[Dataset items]
============
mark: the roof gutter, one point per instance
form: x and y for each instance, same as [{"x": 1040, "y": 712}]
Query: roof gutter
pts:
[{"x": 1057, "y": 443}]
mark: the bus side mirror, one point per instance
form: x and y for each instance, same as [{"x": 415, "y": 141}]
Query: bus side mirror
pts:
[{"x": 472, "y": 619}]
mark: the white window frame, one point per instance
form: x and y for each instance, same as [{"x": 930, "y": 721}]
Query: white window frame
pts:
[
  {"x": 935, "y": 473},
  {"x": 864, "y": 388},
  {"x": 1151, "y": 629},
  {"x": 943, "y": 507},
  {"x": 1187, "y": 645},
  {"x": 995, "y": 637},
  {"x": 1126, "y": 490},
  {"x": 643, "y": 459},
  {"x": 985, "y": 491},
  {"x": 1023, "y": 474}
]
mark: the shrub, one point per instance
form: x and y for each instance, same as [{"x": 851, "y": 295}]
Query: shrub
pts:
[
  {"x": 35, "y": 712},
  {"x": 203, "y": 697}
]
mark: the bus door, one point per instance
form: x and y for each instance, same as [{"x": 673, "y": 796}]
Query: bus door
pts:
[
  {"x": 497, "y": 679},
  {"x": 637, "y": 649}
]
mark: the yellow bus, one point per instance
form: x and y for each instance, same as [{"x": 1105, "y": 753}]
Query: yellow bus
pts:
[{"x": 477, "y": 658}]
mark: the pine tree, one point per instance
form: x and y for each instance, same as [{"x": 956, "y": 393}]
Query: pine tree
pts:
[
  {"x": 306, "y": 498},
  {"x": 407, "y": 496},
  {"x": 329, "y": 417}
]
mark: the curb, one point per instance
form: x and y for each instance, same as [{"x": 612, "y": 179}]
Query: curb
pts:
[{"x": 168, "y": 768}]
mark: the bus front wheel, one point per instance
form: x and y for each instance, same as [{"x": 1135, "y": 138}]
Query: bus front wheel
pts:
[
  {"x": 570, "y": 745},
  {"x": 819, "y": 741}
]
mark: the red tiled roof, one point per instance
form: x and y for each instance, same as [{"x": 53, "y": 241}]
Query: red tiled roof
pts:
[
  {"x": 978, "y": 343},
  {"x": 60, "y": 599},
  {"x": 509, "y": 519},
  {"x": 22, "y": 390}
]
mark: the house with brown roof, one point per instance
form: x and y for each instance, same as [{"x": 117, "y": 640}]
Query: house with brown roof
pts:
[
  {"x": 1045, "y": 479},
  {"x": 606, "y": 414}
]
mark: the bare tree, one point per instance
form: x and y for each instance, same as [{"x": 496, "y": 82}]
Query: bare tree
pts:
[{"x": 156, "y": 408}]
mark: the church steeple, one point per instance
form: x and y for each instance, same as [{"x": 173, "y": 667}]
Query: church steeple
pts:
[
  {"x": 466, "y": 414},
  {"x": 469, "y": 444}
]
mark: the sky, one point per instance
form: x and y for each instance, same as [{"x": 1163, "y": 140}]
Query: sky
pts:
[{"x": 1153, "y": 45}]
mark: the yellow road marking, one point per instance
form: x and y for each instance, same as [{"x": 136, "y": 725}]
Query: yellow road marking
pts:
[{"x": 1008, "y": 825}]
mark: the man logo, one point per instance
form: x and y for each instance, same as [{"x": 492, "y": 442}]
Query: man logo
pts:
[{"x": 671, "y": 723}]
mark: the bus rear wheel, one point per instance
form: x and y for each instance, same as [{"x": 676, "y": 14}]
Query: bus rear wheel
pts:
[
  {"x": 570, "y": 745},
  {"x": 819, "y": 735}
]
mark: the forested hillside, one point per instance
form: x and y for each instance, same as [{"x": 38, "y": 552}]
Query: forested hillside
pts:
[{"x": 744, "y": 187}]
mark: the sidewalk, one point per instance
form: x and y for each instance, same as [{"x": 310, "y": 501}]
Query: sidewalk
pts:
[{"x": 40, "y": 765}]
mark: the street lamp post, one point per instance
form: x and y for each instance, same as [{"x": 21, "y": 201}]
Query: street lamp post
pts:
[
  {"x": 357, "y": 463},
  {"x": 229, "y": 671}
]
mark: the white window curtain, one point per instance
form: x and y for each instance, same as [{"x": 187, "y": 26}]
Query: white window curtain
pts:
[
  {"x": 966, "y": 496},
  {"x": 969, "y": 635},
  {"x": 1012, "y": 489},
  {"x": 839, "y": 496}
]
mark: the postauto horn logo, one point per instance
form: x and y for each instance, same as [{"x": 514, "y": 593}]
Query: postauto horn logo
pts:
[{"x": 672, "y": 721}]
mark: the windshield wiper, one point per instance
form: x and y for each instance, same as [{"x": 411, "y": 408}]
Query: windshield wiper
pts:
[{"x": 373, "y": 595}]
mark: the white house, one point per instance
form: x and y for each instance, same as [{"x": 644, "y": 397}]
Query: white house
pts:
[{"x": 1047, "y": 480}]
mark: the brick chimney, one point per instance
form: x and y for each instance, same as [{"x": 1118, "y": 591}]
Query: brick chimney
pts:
============
Problem requirements> Each line above must be printed exactly as it appears.

Exercise response>
mark: the roof gutter, one point per instance
form: x and y for each instance, same as [{"x": 1040, "y": 712}]
Query: roof gutter
pts:
[{"x": 1057, "y": 443}]
mark: the bus side mirror, one point per instance
form: x and y for each instance, same as [{"x": 415, "y": 141}]
Query: bus side mirror
pts:
[{"x": 472, "y": 619}]
mark: the white window frame, one point per instance
form: x and y for each instance, same as [{"x": 930, "y": 721}]
Query: white window frame
pts:
[
  {"x": 935, "y": 473},
  {"x": 864, "y": 388},
  {"x": 1151, "y": 629},
  {"x": 943, "y": 507},
  {"x": 1187, "y": 645},
  {"x": 995, "y": 637},
  {"x": 1126, "y": 490},
  {"x": 643, "y": 459},
  {"x": 985, "y": 491},
  {"x": 1023, "y": 474}
]
mark: the shrub, one point per instance
form: x and y for each instance, same as [{"x": 851, "y": 295}]
Query: shrub
pts:
[
  {"x": 35, "y": 712},
  {"x": 203, "y": 697}
]
mark: the bus door, one point per instance
form: x and y for each instance, same as [{"x": 673, "y": 796}]
Query: bus door
pts:
[
  {"x": 497, "y": 679},
  {"x": 637, "y": 649}
]
mark: the yellow bus, one point per instance
form: x and y for each instance, same as [{"x": 1105, "y": 753}]
Query: yellow bus
pts:
[{"x": 477, "y": 658}]
mark: the pine tree, one point per instance
form: x and y for each instance, same as [{"x": 956, "y": 393}]
Query: pine tree
pts:
[
  {"x": 306, "y": 498},
  {"x": 407, "y": 496},
  {"x": 329, "y": 417}
]
mark: the curb, one point per instance
form: x and y for each instance, same as [{"x": 612, "y": 179}]
Query: curb
pts:
[{"x": 168, "y": 768}]
mark: the bus front wheel, one point per instance
form: x and y for each instance, same as [{"x": 1135, "y": 138}]
Query: bus front wheel
pts:
[
  {"x": 570, "y": 745},
  {"x": 819, "y": 741}
]
mark: the red tiled roof, one point per instance
form: x and y for each instance, same as [{"x": 53, "y": 241}]
Query: red tiled roof
pts:
[
  {"x": 978, "y": 343},
  {"x": 60, "y": 599},
  {"x": 509, "y": 519},
  {"x": 22, "y": 390}
]
mark: the house with brown roof, one point per instance
form: x and y for each instance, same as [{"x": 117, "y": 640}]
Query: house with brown roof
pts:
[
  {"x": 1045, "y": 479},
  {"x": 606, "y": 414}
]
mark: the bare tree, one point per instance
form: x and y for each instance, same as [{"x": 496, "y": 82}]
Query: bare tree
pts:
[{"x": 156, "y": 408}]
mark: the church steeple, one point per instance
form: x and y for each instance, same as [{"x": 173, "y": 667}]
Query: church steeple
pts:
[
  {"x": 466, "y": 414},
  {"x": 469, "y": 444}
]
mark: the sky, one point per instance
form: x and y for each instance, same as [{"x": 1163, "y": 140}]
Query: sky
pts:
[{"x": 1153, "y": 45}]
mark: the yellow road marking, one point per instance
form: x and y for each instance, same as [{"x": 136, "y": 725}]
Query: yellow road marking
pts:
[{"x": 1008, "y": 825}]
mark: the man logo, one point per instance
form: x and y for each instance, same as [{"x": 492, "y": 442}]
Query: man logo
pts:
[{"x": 671, "y": 723}]
mark: the bus rear wheel, one point per instance
form: x and y for each instance, same as [{"x": 676, "y": 14}]
Query: bus rear wheel
pts:
[
  {"x": 570, "y": 745},
  {"x": 819, "y": 735}
]
mark: the forested hillside, one point per instance
form: x and y for each instance, same as [{"x": 38, "y": 552}]
Query: forested hillside
pts:
[{"x": 744, "y": 187}]
mark: the sidewalk, one point per instance
form: x and y for each instance, same as [{"x": 310, "y": 501}]
Query: sidewalk
pts:
[{"x": 40, "y": 765}]
mark: the street lamp post, one point per instance
form: x and y for each instance, same as [{"x": 21, "y": 201}]
Query: street lamp post
pts:
[
  {"x": 357, "y": 463},
  {"x": 229, "y": 671}
]
mark: the white window curtain, one point per instance
form: x and y for each instance, same as [{"x": 187, "y": 26}]
Query: white window curtain
pts:
[
  {"x": 966, "y": 496},
  {"x": 969, "y": 635},
  {"x": 1012, "y": 489},
  {"x": 839, "y": 496}
]
mark: the postauto horn logo, one point per instance
form: x and y for each instance, same as [{"x": 514, "y": 593}]
Query: postauto horn logo
pts:
[{"x": 672, "y": 721}]
mark: the windshield wiper, one point per instance
form: x and y for each instance, same as [{"x": 411, "y": 408}]
Query: windshield wiper
pts:
[{"x": 373, "y": 595}]
mark: the white house, one point per instance
form: x and y for each instance, same as [{"x": 644, "y": 397}]
Query: white house
pts:
[{"x": 1047, "y": 480}]
mark: the brick chimney, one point per instance
form: x and y for each instance, same as [{"x": 1118, "y": 591}]
Query: brick chimney
pts:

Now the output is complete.